Do this -
Please find every line in the items below that contains the word "tire", and copy each such line in full.

Data for processing -
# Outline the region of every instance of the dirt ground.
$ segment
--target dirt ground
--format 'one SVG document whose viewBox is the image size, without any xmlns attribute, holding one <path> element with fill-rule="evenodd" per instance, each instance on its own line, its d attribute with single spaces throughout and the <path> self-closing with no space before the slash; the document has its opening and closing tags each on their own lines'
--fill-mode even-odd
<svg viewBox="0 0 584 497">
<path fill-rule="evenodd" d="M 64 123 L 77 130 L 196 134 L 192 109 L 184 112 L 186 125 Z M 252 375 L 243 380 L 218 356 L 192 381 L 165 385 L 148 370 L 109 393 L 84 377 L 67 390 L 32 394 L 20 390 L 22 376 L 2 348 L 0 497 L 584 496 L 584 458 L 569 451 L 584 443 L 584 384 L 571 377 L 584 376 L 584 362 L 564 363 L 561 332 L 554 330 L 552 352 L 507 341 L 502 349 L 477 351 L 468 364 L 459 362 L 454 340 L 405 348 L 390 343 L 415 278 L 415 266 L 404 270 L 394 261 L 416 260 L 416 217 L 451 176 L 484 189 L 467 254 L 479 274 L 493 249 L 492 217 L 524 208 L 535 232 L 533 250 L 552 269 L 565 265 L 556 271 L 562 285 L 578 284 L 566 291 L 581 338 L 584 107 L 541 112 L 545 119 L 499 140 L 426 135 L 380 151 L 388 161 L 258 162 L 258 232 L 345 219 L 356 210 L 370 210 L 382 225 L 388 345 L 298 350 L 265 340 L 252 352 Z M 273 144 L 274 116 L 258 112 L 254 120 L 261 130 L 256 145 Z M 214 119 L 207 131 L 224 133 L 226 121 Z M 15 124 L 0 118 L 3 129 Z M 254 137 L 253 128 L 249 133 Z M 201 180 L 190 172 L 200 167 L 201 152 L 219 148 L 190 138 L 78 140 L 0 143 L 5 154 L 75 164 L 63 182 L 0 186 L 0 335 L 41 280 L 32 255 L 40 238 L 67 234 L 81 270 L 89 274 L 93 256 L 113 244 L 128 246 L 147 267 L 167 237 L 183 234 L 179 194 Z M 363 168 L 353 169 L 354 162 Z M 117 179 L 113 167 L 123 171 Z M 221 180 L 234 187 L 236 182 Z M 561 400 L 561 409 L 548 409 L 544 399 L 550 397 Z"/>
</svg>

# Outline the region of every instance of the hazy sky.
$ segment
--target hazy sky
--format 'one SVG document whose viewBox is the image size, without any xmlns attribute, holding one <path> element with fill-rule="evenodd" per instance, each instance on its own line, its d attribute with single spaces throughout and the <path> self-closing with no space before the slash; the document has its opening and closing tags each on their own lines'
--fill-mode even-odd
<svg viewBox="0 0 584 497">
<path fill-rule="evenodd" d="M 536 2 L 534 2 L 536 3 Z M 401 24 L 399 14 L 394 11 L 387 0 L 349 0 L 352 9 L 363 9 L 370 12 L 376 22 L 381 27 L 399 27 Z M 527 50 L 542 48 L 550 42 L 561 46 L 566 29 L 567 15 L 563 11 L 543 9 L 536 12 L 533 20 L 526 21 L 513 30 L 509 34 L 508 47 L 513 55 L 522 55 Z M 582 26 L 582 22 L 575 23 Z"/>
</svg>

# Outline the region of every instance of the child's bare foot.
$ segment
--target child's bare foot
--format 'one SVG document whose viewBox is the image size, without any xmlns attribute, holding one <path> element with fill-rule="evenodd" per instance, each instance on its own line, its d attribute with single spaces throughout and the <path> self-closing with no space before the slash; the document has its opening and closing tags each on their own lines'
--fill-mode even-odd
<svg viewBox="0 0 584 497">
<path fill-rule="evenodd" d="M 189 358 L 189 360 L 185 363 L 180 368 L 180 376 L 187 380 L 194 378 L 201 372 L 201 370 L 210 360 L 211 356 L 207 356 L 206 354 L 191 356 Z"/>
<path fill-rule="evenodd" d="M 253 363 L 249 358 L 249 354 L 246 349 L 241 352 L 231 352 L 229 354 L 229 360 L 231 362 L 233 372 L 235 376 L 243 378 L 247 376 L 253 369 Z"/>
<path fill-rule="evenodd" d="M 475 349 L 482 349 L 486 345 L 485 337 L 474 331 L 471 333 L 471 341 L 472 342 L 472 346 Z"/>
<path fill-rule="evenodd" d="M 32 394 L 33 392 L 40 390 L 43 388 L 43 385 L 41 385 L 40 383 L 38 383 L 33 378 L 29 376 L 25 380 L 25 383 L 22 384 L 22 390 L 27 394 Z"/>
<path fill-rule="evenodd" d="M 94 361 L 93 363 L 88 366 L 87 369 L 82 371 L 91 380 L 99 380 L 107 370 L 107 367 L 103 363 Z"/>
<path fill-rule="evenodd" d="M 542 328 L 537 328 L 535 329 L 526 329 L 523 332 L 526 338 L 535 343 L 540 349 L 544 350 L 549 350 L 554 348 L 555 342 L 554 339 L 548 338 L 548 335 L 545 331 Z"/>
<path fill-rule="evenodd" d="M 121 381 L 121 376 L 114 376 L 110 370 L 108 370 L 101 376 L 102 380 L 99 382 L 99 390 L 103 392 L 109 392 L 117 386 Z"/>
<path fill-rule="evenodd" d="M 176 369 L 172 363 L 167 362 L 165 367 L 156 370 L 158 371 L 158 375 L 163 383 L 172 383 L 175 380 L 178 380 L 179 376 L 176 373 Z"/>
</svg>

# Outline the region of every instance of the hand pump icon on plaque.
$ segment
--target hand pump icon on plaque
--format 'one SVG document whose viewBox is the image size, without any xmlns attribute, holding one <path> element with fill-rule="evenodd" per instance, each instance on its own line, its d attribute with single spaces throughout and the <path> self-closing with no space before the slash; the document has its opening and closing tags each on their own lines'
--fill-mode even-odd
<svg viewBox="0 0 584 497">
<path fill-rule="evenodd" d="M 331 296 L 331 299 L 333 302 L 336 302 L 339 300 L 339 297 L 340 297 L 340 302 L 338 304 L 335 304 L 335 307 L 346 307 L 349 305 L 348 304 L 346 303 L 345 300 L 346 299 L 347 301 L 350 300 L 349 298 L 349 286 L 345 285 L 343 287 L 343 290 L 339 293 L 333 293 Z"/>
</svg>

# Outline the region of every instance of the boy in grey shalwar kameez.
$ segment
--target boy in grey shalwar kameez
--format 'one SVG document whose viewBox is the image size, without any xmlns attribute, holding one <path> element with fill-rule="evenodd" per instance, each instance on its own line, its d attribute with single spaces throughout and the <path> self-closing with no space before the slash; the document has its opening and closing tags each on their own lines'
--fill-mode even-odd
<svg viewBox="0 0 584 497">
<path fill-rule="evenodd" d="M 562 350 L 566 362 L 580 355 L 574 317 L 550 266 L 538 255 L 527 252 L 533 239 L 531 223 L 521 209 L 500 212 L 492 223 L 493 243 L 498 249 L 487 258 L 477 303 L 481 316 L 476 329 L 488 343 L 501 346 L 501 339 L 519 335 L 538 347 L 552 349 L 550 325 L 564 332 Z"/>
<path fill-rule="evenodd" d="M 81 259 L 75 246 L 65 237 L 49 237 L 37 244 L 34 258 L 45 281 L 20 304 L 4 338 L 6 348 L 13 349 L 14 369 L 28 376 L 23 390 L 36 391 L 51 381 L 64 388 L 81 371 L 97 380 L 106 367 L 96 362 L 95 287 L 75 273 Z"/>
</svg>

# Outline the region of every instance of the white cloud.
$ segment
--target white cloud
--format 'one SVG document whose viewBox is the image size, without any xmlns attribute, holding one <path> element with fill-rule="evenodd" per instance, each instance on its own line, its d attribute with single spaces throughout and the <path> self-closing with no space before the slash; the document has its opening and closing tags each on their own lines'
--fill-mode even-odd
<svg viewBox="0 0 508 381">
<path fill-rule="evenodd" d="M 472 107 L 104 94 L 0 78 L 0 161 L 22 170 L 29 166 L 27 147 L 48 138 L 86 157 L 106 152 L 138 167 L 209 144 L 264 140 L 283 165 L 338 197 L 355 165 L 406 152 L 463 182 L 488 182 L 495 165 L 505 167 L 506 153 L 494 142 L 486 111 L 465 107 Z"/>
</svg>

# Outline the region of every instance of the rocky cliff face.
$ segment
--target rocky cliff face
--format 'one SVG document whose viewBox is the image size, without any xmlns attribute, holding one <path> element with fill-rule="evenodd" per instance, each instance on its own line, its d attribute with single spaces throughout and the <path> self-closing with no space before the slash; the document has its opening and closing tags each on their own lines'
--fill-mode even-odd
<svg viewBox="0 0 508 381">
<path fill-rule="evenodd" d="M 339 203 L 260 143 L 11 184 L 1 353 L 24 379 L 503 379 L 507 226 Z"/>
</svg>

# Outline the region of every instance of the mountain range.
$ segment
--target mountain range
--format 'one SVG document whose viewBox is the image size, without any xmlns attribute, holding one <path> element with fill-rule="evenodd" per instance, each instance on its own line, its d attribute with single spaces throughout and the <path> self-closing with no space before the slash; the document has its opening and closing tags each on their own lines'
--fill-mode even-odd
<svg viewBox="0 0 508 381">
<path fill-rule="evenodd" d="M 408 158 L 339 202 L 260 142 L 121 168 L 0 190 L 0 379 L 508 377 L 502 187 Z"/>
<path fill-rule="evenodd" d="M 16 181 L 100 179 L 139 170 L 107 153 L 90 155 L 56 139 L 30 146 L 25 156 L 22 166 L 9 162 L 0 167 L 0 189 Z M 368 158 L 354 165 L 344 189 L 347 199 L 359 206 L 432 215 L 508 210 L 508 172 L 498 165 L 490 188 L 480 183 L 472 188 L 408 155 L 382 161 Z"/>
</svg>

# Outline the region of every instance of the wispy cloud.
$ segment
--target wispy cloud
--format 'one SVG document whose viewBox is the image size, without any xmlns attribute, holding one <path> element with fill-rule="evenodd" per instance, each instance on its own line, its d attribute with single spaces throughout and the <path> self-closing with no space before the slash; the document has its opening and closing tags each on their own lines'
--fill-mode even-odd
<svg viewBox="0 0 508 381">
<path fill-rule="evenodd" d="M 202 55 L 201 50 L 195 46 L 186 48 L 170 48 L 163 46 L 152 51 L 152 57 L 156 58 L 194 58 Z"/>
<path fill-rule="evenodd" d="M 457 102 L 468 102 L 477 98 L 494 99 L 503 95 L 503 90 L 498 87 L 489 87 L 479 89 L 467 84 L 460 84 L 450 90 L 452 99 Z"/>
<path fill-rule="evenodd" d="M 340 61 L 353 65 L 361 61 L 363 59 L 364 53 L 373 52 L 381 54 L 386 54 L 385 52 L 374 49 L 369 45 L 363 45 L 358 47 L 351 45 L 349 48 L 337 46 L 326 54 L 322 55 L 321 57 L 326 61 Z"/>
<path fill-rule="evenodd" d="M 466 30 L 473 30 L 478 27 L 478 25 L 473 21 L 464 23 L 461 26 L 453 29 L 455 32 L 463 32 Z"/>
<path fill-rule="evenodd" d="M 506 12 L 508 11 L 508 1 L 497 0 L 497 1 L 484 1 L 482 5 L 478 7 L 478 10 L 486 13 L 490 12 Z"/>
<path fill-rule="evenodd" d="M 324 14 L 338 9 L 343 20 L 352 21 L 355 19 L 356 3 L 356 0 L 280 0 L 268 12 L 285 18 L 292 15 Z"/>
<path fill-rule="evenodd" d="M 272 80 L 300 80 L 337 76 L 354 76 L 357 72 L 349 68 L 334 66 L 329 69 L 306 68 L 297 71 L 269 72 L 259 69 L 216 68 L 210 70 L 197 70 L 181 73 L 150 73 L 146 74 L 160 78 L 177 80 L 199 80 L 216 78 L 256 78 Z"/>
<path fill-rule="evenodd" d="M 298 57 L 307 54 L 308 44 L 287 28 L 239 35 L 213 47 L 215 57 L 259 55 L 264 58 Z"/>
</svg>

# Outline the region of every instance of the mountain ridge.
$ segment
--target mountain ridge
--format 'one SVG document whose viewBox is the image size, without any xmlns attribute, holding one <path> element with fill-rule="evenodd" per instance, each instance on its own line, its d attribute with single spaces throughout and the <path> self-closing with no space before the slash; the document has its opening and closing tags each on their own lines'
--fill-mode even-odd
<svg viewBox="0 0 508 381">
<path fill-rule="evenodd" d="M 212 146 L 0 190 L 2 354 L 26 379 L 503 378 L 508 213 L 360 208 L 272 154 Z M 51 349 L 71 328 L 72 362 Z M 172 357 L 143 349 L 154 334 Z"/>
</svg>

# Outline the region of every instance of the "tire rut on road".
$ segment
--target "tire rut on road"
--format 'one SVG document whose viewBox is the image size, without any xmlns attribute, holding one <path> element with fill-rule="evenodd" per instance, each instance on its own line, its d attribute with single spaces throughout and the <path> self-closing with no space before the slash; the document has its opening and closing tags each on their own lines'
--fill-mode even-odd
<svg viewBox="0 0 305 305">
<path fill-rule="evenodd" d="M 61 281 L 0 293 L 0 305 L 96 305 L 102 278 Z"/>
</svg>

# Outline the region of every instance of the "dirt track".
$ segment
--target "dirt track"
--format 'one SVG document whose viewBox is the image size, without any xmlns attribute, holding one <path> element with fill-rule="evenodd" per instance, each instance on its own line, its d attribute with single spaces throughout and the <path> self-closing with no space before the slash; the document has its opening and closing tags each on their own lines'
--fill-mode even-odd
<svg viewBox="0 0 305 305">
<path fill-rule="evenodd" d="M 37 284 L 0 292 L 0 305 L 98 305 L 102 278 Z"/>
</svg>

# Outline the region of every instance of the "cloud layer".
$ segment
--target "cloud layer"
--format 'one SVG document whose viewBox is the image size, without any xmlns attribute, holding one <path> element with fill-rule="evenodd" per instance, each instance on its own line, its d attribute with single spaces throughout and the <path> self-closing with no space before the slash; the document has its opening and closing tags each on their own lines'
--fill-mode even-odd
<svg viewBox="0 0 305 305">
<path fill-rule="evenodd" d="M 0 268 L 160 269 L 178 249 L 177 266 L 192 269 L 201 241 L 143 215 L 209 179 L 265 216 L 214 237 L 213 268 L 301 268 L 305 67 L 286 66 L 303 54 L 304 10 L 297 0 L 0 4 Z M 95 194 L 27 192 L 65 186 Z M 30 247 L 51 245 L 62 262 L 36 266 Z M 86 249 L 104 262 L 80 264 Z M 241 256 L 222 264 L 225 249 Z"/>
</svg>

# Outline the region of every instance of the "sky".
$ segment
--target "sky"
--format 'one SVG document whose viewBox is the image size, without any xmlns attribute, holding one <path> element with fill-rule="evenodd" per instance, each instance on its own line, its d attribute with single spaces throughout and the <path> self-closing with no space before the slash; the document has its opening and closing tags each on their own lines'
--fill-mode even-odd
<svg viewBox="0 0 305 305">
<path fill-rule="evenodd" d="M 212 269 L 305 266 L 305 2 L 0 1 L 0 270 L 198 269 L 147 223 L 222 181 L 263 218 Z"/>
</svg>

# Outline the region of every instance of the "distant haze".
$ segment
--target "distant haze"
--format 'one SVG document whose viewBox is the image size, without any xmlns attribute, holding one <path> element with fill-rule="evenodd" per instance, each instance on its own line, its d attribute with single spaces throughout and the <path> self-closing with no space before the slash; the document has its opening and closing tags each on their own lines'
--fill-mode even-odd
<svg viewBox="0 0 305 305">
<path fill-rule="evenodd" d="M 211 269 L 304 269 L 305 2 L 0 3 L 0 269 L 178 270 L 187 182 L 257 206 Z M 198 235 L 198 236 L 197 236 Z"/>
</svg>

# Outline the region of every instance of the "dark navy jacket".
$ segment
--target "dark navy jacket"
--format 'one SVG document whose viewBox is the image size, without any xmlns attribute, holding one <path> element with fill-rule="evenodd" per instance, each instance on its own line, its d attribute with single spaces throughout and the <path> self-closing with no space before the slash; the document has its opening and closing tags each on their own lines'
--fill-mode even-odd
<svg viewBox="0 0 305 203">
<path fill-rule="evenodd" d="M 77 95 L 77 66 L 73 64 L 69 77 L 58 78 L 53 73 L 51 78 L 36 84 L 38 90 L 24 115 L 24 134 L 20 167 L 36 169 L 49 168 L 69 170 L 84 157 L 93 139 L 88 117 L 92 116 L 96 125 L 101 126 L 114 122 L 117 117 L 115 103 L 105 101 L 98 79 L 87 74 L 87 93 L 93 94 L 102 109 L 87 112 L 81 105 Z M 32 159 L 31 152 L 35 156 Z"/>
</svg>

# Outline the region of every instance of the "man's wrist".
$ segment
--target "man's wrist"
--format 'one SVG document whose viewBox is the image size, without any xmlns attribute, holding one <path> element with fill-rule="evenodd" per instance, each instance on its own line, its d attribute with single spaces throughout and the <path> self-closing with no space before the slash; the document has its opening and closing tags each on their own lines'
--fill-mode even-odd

The result -
# Outline the region of every instance of the "tire rut on road".
--target "tire rut on road"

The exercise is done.